Debugging macros can take a lot of time. We are much better off avoiding them except in the very rare cases when neither constants, functions nor templates can do what we want.

What are the rare cases?

If you want actual textual replacement, that's where you use macros. Take a look at Boost.Preprocessor, it's a great way to simulate variadic templates in C++03 without repeating yourself too much.

In other words, if you want to manipulate the program code itself, use macros.

Another useful application is assert, which is defined to be a no-op when NDEBUG is not defined (usually release mode compilation).

That brings us to the next point, which is a specialization of the first one: Different code with different compilation modes, or between different compilers. If you want cross-compiler support, you can't get away without macros. Take a look at Boost in general, it needs macros all the time because of various deficiencies in various compilers it has to support.

# # # #

To-do list —
**A)** List the features the macro discussion names as things to try before turning to macros.
**B)** Repeat a passage from the macro discussion word for word, starting at the words "Debugging macros can" and ending after the words "the rare cases?".

Given data —
# # # #

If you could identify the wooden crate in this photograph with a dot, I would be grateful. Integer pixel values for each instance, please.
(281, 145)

# # # #

Task-by-task outputs —
**A)** constants, functions, templates

**B)**
Debugging macros can take a lot of time. We are much better off avoiding them except in the very rare cases when neither constants, functions nor templates can do what we want.

What are the rare cases?